**Required task:** Gather every line in the records below that contains the word "dark", copying each one in full.

>> start

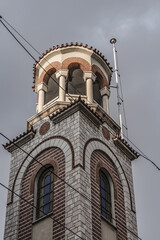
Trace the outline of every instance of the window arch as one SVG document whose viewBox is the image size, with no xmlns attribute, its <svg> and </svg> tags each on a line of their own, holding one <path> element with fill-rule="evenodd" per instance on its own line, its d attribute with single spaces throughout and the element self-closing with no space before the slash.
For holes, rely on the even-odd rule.
<svg viewBox="0 0 160 240">
<path fill-rule="evenodd" d="M 80 69 L 79 64 L 75 64 L 75 66 L 69 68 L 66 92 L 70 94 L 86 95 L 83 71 Z"/>
<path fill-rule="evenodd" d="M 100 170 L 100 198 L 101 198 L 101 215 L 112 222 L 112 192 L 110 177 L 104 170 Z"/>
<path fill-rule="evenodd" d="M 102 97 L 100 93 L 100 82 L 101 82 L 101 75 L 96 72 L 96 80 L 93 82 L 93 99 L 100 105 L 102 106 Z"/>
<path fill-rule="evenodd" d="M 39 175 L 37 181 L 36 219 L 47 215 L 53 209 L 53 167 L 48 166 Z"/>
</svg>

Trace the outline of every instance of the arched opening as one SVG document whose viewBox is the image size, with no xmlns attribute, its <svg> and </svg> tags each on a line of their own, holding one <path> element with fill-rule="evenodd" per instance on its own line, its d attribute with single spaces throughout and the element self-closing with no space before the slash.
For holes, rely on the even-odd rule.
<svg viewBox="0 0 160 240">
<path fill-rule="evenodd" d="M 100 198 L 101 198 L 101 214 L 108 221 L 112 222 L 112 198 L 110 176 L 105 169 L 100 169 Z"/>
<path fill-rule="evenodd" d="M 80 64 L 70 66 L 66 82 L 66 92 L 70 94 L 86 95 L 86 86 L 83 80 L 83 71 Z"/>
<path fill-rule="evenodd" d="M 52 99 L 57 97 L 59 94 L 58 80 L 56 79 L 55 73 L 48 80 L 48 89 L 45 93 L 44 104 L 50 102 Z"/>
<path fill-rule="evenodd" d="M 93 99 L 100 105 L 102 106 L 102 97 L 100 93 L 100 80 L 101 80 L 101 75 L 100 73 L 96 72 L 96 80 L 93 82 Z"/>
</svg>

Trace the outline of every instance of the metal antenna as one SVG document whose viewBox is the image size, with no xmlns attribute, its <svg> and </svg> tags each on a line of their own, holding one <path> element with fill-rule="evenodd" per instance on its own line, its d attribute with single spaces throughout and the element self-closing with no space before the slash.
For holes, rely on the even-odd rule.
<svg viewBox="0 0 160 240">
<path fill-rule="evenodd" d="M 117 68 L 117 58 L 116 58 L 116 47 L 115 47 L 115 43 L 117 42 L 117 40 L 115 38 L 112 38 L 110 40 L 110 43 L 113 45 L 113 57 L 114 57 L 114 72 L 115 72 L 115 78 L 116 78 L 116 88 L 117 88 L 117 105 L 118 105 L 118 115 L 119 115 L 119 125 L 121 128 L 120 131 L 120 136 L 121 138 L 123 138 L 123 124 L 122 124 L 122 114 L 121 114 L 121 98 L 120 98 L 120 94 L 119 94 L 119 74 L 118 74 L 118 68 Z"/>
</svg>

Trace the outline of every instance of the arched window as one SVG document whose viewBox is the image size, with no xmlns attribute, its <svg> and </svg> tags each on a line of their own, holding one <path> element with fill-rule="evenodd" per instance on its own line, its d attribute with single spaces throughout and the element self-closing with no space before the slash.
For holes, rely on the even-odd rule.
<svg viewBox="0 0 160 240">
<path fill-rule="evenodd" d="M 53 167 L 45 169 L 38 179 L 36 219 L 53 209 Z"/>
<path fill-rule="evenodd" d="M 70 94 L 86 95 L 83 72 L 79 65 L 69 69 L 68 80 L 66 82 L 66 92 Z"/>
<path fill-rule="evenodd" d="M 101 197 L 101 214 L 112 222 L 112 199 L 111 186 L 105 171 L 100 170 L 100 197 Z"/>
<path fill-rule="evenodd" d="M 54 79 L 54 80 L 53 80 Z M 50 102 L 55 97 L 58 97 L 58 79 L 56 79 L 55 73 L 52 74 L 52 77 L 48 80 L 48 90 L 45 93 L 45 104 Z"/>
</svg>

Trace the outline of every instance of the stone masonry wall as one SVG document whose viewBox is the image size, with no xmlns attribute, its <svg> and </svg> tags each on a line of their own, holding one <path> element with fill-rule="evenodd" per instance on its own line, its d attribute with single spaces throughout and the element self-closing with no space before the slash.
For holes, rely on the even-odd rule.
<svg viewBox="0 0 160 240">
<path fill-rule="evenodd" d="M 39 129 L 45 122 L 50 123 L 50 129 L 45 134 L 40 135 Z M 112 140 L 113 130 L 106 123 L 103 125 L 111 132 L 109 140 L 106 140 L 103 136 L 102 126 L 97 128 L 80 112 L 74 113 L 57 124 L 53 124 L 47 117 L 33 126 L 37 133 L 22 148 L 28 153 L 31 152 L 33 157 L 50 147 L 61 149 L 65 159 L 66 182 L 89 199 L 91 199 L 91 154 L 94 150 L 103 150 L 115 164 L 123 186 L 126 225 L 136 233 L 131 162 L 114 145 Z M 27 157 L 19 149 L 12 153 L 9 188 L 17 194 L 21 194 L 21 181 L 31 162 L 32 158 Z M 18 197 L 11 195 L 8 194 L 5 240 L 15 240 L 18 237 L 20 200 Z M 93 239 L 91 210 L 90 201 L 65 184 L 65 226 L 87 240 Z M 78 239 L 78 237 L 66 230 L 65 239 Z M 127 239 L 136 240 L 137 238 L 127 231 Z"/>
</svg>

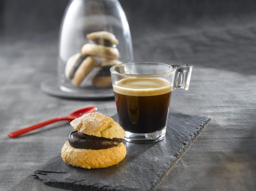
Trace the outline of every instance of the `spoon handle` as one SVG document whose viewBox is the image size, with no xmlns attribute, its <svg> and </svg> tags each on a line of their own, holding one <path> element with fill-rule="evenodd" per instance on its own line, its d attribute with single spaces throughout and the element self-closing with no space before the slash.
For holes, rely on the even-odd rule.
<svg viewBox="0 0 256 191">
<path fill-rule="evenodd" d="M 21 129 L 15 131 L 11 132 L 8 134 L 8 136 L 11 138 L 15 138 L 21 135 L 22 135 L 22 134 L 32 131 L 34 129 L 38 129 L 45 125 L 49 125 L 51 123 L 59 121 L 62 121 L 63 120 L 69 120 L 71 121 L 72 120 L 72 119 L 71 119 L 67 117 L 55 118 L 48 121 L 46 121 L 34 125 L 30 126 L 28 127 Z"/>
</svg>

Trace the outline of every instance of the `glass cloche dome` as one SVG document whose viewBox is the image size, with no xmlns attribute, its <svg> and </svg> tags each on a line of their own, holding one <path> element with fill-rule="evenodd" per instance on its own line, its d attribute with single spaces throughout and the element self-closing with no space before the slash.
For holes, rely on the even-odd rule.
<svg viewBox="0 0 256 191">
<path fill-rule="evenodd" d="M 118 0 L 72 0 L 59 39 L 60 88 L 83 93 L 111 87 L 109 69 L 133 61 L 130 29 Z"/>
</svg>

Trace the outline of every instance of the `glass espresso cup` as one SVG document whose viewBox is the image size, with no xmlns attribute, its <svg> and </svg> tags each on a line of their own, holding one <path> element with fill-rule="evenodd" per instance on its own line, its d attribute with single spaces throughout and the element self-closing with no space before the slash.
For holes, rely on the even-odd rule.
<svg viewBox="0 0 256 191">
<path fill-rule="evenodd" d="M 152 143 L 164 137 L 172 90 L 187 90 L 192 66 L 129 62 L 110 68 L 119 123 L 124 139 Z"/>
</svg>

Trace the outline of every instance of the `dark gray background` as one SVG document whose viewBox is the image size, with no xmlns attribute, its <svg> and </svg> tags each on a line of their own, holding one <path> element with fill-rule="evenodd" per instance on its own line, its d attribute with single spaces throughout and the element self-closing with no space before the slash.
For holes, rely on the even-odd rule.
<svg viewBox="0 0 256 191">
<path fill-rule="evenodd" d="M 120 1 L 134 60 L 189 63 L 189 89 L 176 89 L 170 111 L 211 122 L 161 190 L 252 190 L 256 177 L 256 1 Z M 68 1 L 0 1 L 0 190 L 61 190 L 30 175 L 60 152 L 72 130 L 46 127 L 15 139 L 10 131 L 84 106 L 111 116 L 114 102 L 50 97 L 58 35 Z"/>
</svg>

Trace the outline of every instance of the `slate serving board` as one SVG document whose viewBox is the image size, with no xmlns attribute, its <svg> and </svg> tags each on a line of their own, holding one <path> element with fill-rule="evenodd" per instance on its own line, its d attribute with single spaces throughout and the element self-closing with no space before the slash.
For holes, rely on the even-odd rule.
<svg viewBox="0 0 256 191">
<path fill-rule="evenodd" d="M 117 115 L 113 118 L 118 121 Z M 47 185 L 75 190 L 152 190 L 168 174 L 210 120 L 205 116 L 170 113 L 164 139 L 146 144 L 123 141 L 127 154 L 116 165 L 90 169 L 74 167 L 63 162 L 60 153 L 35 173 Z"/>
</svg>

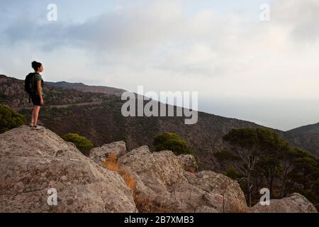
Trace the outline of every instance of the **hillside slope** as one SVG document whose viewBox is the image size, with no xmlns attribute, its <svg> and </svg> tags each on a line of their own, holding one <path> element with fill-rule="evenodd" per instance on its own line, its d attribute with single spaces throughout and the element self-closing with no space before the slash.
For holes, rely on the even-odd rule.
<svg viewBox="0 0 319 227">
<path fill-rule="evenodd" d="M 81 92 L 50 86 L 45 82 L 43 87 L 45 105 L 72 104 L 108 100 L 116 96 L 112 94 Z M 20 109 L 33 106 L 24 92 L 24 81 L 14 77 L 0 75 L 0 102 Z"/>
<path fill-rule="evenodd" d="M 121 96 L 125 90 L 106 86 L 89 86 L 83 83 L 70 83 L 67 82 L 46 82 L 47 84 L 61 88 L 72 89 L 83 92 L 94 92 L 111 94 Z"/>
<path fill-rule="evenodd" d="M 319 123 L 290 130 L 284 135 L 293 145 L 308 150 L 319 157 Z"/>
</svg>

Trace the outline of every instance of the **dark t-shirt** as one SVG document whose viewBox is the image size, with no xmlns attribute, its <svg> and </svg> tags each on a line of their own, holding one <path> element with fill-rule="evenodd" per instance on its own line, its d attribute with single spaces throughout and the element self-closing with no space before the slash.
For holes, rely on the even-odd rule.
<svg viewBox="0 0 319 227">
<path fill-rule="evenodd" d="M 38 80 L 41 81 L 41 84 L 43 84 L 42 82 L 43 81 L 43 79 L 42 79 L 42 76 L 40 74 L 36 73 L 34 75 L 34 84 L 38 84 Z M 41 87 L 42 87 L 42 85 L 41 85 Z M 42 94 L 42 95 L 43 95 L 43 88 L 42 87 L 41 87 L 41 94 Z M 37 94 L 37 95 L 38 94 L 38 89 L 35 89 L 35 94 Z"/>
</svg>

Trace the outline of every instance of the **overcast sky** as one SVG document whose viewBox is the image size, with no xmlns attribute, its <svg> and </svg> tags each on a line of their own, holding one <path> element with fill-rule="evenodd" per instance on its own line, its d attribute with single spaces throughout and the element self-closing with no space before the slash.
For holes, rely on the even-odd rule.
<svg viewBox="0 0 319 227">
<path fill-rule="evenodd" d="M 200 111 L 281 130 L 319 121 L 318 0 L 83 1 L 0 0 L 0 74 L 35 60 L 45 81 L 198 92 Z"/>
</svg>

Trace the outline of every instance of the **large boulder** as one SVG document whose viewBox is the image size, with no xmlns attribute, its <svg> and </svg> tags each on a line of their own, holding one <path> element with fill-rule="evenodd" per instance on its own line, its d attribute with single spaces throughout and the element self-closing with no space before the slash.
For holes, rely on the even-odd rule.
<svg viewBox="0 0 319 227">
<path fill-rule="evenodd" d="M 23 126 L 1 134 L 0 147 L 0 212 L 136 211 L 118 172 L 50 130 Z M 56 206 L 47 202 L 52 188 Z"/>
<path fill-rule="evenodd" d="M 318 213 L 315 206 L 305 196 L 293 193 L 281 199 L 271 199 L 269 205 L 257 204 L 250 209 L 251 213 Z"/>
<path fill-rule="evenodd" d="M 246 212 L 236 181 L 211 171 L 185 171 L 184 163 L 171 151 L 151 153 L 142 146 L 119 161 L 134 176 L 135 194 L 153 205 L 152 211 Z"/>
<path fill-rule="evenodd" d="M 126 145 L 124 141 L 104 144 L 101 147 L 95 148 L 90 151 L 90 158 L 97 163 L 103 162 L 111 154 L 119 157 L 126 153 Z"/>
<path fill-rule="evenodd" d="M 179 155 L 177 156 L 180 162 L 184 166 L 186 171 L 196 172 L 198 170 L 198 165 L 197 164 L 195 157 L 191 155 Z"/>
</svg>

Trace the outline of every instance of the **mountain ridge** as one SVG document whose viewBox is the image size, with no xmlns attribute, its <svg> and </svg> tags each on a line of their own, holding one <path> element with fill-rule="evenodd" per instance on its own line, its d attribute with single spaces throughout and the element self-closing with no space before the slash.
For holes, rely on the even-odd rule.
<svg viewBox="0 0 319 227">
<path fill-rule="evenodd" d="M 11 83 L 10 81 L 14 80 L 9 78 L 6 77 L 9 81 L 4 83 L 6 84 L 4 89 L 4 84 L 1 84 L 0 96 L 4 94 L 8 97 L 6 94 L 10 89 L 8 84 Z M 0 77 L 0 81 L 1 79 L 3 80 L 4 78 Z M 17 84 L 18 82 L 20 85 Z M 18 94 L 16 94 L 17 97 L 24 95 L 21 88 L 23 82 L 22 80 L 17 82 L 16 79 L 12 82 L 11 89 L 20 87 Z M 125 101 L 116 96 L 110 96 L 111 94 L 96 92 L 82 92 L 71 89 L 61 89 L 50 84 L 46 86 L 45 89 L 49 87 L 51 89 L 49 94 L 54 95 L 50 94 L 51 99 L 49 100 L 45 96 L 47 106 L 44 106 L 40 112 L 40 122 L 60 136 L 67 133 L 77 133 L 90 139 L 96 146 L 116 140 L 125 140 L 128 149 L 143 145 L 147 145 L 152 149 L 153 138 L 156 135 L 167 131 L 176 133 L 186 139 L 192 148 L 196 148 L 196 155 L 200 159 L 202 167 L 206 170 L 216 170 L 219 168 L 219 163 L 216 162 L 213 154 L 223 149 L 230 148 L 223 141 L 223 136 L 231 129 L 264 127 L 250 121 L 201 111 L 198 112 L 198 121 L 194 125 L 185 125 L 182 117 L 125 118 L 121 112 L 121 106 Z M 70 106 L 60 109 L 50 106 L 50 104 L 60 103 L 61 98 L 56 95 L 59 92 L 64 92 L 63 94 L 67 96 L 73 95 L 73 99 L 65 101 L 67 105 L 69 101 Z M 4 98 L 5 100 L 6 97 Z M 74 100 L 82 101 L 87 99 L 90 99 L 89 102 L 94 102 L 95 100 L 101 104 L 83 106 L 72 105 L 76 103 Z M 18 104 L 21 104 L 23 101 L 16 101 L 16 103 L 18 103 Z M 13 106 L 8 100 L 6 104 Z M 25 106 L 22 106 L 21 113 L 28 118 L 30 111 L 23 110 L 23 108 Z M 273 130 L 289 139 L 289 142 L 294 141 L 294 138 L 288 136 L 289 135 L 287 135 L 285 132 Z M 305 144 L 299 145 L 301 148 L 309 146 L 311 146 L 311 144 L 308 147 Z M 315 151 L 314 153 L 315 154 Z"/>
</svg>

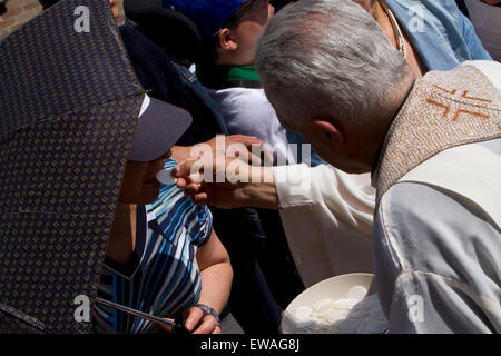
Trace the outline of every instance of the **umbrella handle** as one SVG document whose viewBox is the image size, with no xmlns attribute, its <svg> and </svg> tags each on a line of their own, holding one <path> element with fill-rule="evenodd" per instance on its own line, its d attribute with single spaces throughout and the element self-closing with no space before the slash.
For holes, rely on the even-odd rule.
<svg viewBox="0 0 501 356">
<path fill-rule="evenodd" d="M 164 319 L 164 318 L 160 318 L 160 317 L 155 316 L 155 315 L 146 314 L 146 313 L 143 313 L 143 312 L 139 312 L 139 310 L 136 310 L 136 309 L 122 306 L 120 304 L 116 304 L 116 303 L 112 303 L 112 301 L 109 301 L 109 300 L 101 299 L 99 297 L 96 298 L 96 303 L 106 305 L 108 307 L 111 307 L 114 309 L 117 309 L 117 310 L 120 310 L 120 312 L 124 312 L 124 313 L 131 314 L 134 316 L 140 317 L 140 318 L 149 320 L 151 323 L 156 323 L 156 324 L 160 324 L 160 325 L 173 327 L 174 332 L 176 334 L 188 333 L 186 330 L 186 328 L 184 327 L 184 324 L 180 323 L 180 320 L 179 322 L 178 320 L 171 322 L 171 320 L 168 320 L 168 319 Z"/>
</svg>

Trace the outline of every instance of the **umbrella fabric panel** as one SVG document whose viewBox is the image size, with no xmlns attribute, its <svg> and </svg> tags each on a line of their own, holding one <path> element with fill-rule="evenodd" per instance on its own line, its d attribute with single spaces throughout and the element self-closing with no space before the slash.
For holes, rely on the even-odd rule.
<svg viewBox="0 0 501 356">
<path fill-rule="evenodd" d="M 0 142 L 0 312 L 50 333 L 90 330 L 75 320 L 73 300 L 96 296 L 143 98 L 36 122 Z"/>
<path fill-rule="evenodd" d="M 0 214 L 112 214 L 141 101 L 36 122 L 1 142 Z"/>
<path fill-rule="evenodd" d="M 75 30 L 81 6 L 89 32 Z M 37 120 L 144 92 L 107 0 L 61 1 L 0 43 L 0 139 Z"/>
</svg>

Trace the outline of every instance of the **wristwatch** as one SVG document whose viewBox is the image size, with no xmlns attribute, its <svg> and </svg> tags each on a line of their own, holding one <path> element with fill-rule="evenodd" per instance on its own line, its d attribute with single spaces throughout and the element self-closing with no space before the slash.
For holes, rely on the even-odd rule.
<svg viewBox="0 0 501 356">
<path fill-rule="evenodd" d="M 204 312 L 204 316 L 206 316 L 206 315 L 214 316 L 214 318 L 217 322 L 217 325 L 219 325 L 219 323 L 220 323 L 219 315 L 216 313 L 216 310 L 214 310 L 213 307 L 209 307 L 208 305 L 205 305 L 205 304 L 197 304 L 195 306 L 197 308 L 202 309 L 202 312 Z"/>
</svg>

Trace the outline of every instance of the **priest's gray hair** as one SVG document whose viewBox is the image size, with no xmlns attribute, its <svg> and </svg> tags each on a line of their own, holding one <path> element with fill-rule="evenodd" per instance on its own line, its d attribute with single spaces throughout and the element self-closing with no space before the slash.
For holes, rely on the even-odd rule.
<svg viewBox="0 0 501 356">
<path fill-rule="evenodd" d="M 301 0 L 283 8 L 258 39 L 256 67 L 275 109 L 298 125 L 325 115 L 363 125 L 384 115 L 411 70 L 352 0 Z"/>
</svg>

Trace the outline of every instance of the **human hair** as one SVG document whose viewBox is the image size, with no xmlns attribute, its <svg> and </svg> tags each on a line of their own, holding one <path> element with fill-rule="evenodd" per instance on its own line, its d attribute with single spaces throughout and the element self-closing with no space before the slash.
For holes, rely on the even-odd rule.
<svg viewBox="0 0 501 356">
<path fill-rule="evenodd" d="M 411 69 L 377 22 L 352 0 L 284 7 L 257 41 L 256 67 L 284 117 L 330 116 L 362 125 L 389 115 Z"/>
</svg>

>> end

**Result:**
Trace the outline of every instance of the `dark gray background` as one SVG document whose viewBox is the image size, with no xmlns attribute, its <svg> and </svg> tags each on a line of their own, holding one <path> element with fill-rule="evenodd" per instance on its own line, its d attribute with single spaces throughout and the element self-closing with no space before the slash.
Trace the outline of every instance of the **dark t-shirt** as one SVG document whose viewBox is the image size, with no xmlns attribute, its <svg> and </svg> tags each on a line of their own, holding one <path> element with fill-rule="evenodd" per instance on its own line, its d attribute with single spaces throughout and the element self-closing with no space before the slash.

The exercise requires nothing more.